(EXERCISE TEXT Opens)

Cultural Competency vs. Cultural Humility

Building an office atmosphere of cultural competency starts with recognizing who the patient populations are and how their cultural beliefs can influence their healthcare needs and expectations. Is the patient’s family familiar with the purpose of preventative health care or well visits? Is the patient’s family accustomed to a traditional set of foods and, if so, how does that impact making dietary recommendations? Is the patient’s family familiar with continuing to administer a medication to their child even if it appears symptoms have resolved? These are the types of questions that are critical to consider when delivering effective care to a diverse patient population.
To answer these types of questions, providers at Martha Eliot Health Center in Jamaica Plain, Mass., another practice in the CHIPRA Massachusetts project, go directly to the patients by conducting focus groups and discussing issues in a newly formed parent and family advisory group. In one case related to nutrition counseling, providers were finding that the healthy food recommendations they were making to families from the Dominican Republic were not sticking.
“They just weren’t the types of foods that parents and grandparents were used to feeding their kids,” says Erin Kelly, resource specialist at Martha Eliot. As a result of conversations with parents to better understand how to make effective nutrition recommendations, the care team shifted their focus to suggesting reducing portion sizes and offering healthy ways to alter traditional recipes. “They definitely appreciate that we use models of the types of food they typically eat rather than trying to completely change their diets.”
After building an atmosphere that understands the patient population, the next step is to understand individuals. It’s important to keep in mind that members of a similar ethnic or language group are not all the same, even though within one group or even across groups there might be similar challenges that people are facing.

(EXERCISE TEXT Closes)
(DATASET RECORDS Opens)

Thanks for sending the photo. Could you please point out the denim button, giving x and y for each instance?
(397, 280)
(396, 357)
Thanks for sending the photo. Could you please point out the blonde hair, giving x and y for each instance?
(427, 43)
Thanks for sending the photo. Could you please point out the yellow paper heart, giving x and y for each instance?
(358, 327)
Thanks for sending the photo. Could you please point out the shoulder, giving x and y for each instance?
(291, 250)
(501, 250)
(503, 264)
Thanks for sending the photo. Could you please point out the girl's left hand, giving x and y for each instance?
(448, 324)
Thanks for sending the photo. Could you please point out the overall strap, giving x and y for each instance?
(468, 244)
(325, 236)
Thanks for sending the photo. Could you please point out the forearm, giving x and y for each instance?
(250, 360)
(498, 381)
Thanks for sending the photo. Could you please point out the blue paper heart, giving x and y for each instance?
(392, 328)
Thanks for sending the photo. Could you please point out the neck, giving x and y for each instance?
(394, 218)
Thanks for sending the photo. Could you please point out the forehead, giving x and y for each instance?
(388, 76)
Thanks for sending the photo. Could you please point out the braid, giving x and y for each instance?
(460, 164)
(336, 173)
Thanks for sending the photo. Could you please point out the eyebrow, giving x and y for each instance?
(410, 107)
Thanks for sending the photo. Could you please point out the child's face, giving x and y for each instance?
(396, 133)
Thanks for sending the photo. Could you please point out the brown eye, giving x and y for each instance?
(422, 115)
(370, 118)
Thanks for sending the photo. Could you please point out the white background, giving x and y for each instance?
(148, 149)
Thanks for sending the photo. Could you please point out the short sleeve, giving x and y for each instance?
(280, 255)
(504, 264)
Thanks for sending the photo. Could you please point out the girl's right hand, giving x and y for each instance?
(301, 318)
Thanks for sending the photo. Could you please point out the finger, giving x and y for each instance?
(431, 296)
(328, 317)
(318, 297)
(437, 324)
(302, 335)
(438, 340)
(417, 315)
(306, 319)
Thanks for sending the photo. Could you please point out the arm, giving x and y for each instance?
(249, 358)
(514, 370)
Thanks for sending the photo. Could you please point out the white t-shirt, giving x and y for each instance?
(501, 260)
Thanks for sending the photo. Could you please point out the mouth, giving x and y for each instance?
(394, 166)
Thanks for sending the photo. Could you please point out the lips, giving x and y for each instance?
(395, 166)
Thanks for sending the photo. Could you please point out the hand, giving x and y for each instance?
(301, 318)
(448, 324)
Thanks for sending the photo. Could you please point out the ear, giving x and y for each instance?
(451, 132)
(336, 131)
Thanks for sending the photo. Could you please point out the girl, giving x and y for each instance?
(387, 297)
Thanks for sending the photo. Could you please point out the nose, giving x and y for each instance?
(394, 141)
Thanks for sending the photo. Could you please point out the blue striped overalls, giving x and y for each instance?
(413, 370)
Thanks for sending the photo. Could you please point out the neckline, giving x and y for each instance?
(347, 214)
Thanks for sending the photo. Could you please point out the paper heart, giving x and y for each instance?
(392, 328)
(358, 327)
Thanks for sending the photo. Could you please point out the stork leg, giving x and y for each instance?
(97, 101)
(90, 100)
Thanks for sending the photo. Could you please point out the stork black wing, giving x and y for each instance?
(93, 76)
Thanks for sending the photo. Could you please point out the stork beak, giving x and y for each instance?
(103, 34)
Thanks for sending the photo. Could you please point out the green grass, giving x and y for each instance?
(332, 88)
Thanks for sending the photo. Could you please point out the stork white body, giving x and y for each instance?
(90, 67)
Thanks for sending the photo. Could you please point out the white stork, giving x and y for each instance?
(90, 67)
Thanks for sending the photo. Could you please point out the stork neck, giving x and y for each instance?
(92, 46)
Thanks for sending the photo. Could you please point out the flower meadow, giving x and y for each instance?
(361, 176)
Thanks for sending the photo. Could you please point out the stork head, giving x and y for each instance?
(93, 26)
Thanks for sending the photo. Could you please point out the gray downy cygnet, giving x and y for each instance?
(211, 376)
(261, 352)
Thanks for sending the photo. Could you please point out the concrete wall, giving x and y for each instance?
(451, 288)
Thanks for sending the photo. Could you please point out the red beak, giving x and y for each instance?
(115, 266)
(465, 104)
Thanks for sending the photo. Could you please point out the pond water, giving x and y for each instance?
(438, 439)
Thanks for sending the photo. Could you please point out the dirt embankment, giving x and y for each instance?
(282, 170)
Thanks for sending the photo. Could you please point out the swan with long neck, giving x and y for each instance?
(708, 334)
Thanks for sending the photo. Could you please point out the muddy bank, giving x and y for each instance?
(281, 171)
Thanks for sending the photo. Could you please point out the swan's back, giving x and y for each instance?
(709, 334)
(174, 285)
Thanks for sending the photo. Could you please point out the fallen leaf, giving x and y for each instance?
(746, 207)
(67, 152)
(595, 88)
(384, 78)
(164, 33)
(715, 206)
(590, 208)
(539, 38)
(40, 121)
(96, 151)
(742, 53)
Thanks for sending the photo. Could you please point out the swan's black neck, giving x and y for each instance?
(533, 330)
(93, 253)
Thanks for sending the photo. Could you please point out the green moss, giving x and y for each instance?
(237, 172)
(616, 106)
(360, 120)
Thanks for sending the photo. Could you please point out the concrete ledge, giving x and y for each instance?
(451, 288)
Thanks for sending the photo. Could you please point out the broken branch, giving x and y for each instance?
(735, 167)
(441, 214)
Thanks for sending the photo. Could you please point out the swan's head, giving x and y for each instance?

(DATASET RECORDS Closes)

## EXPLORE THE MATERIAL
[1] In the text on cultural competency and cultural humility, what did the care team at Martha Eliot start suggesting after talking with parents about nutrition?
[2] Pick up the text on cultural competency and cultural humility after its last sentence and continue it.

## TASK-BY-TASK RESULTS
[1] Reducing portion sizes and offering healthy ways to alter traditional recipes.

[2]
“I often talk about cultural humility as opposed to cultural competency because it honors and represents the idea of a power dynamic that patients are experiencing most of the time when they are sitting with a provider,” says Huebner Torres. Cultural humility encourages providers to constantly self-critique their own perceptions of cultural norms and acknowledge the power imbalance between patients and providers. By exercising cultural humility, providers are able to more effectively establish partnerships with their patients in order to let their needs and beliefs inform care decisions.
It’s important, however, to avoid pigeon holing patients into a monolithic group. For example, for some Muslim female patients if a doctor asks if the patient smokes, uses drugs or has female partners, these questions are considered so offensive that the provider is probably risking any element of trust with the patient.
How though do you make sure a visit doesn’t offend a patient without missing the people, such as a Muslim gay woman, who are also experiencing health disparities because of their need to remain invisible? This is where this patient-centered medical home model comes into play.
“You have to hear from your patient and navigate conversations carefully to see if they are dealing with their own issues of disparity,” says Huebner Torres. By going one step further into cultural competency, health centers can work with patients to deliver truly patient-centered care. “This is the great opportunity I see from the medical home. It is a chance to reach our diverse patients and those who are most vulnerable to health disparities.”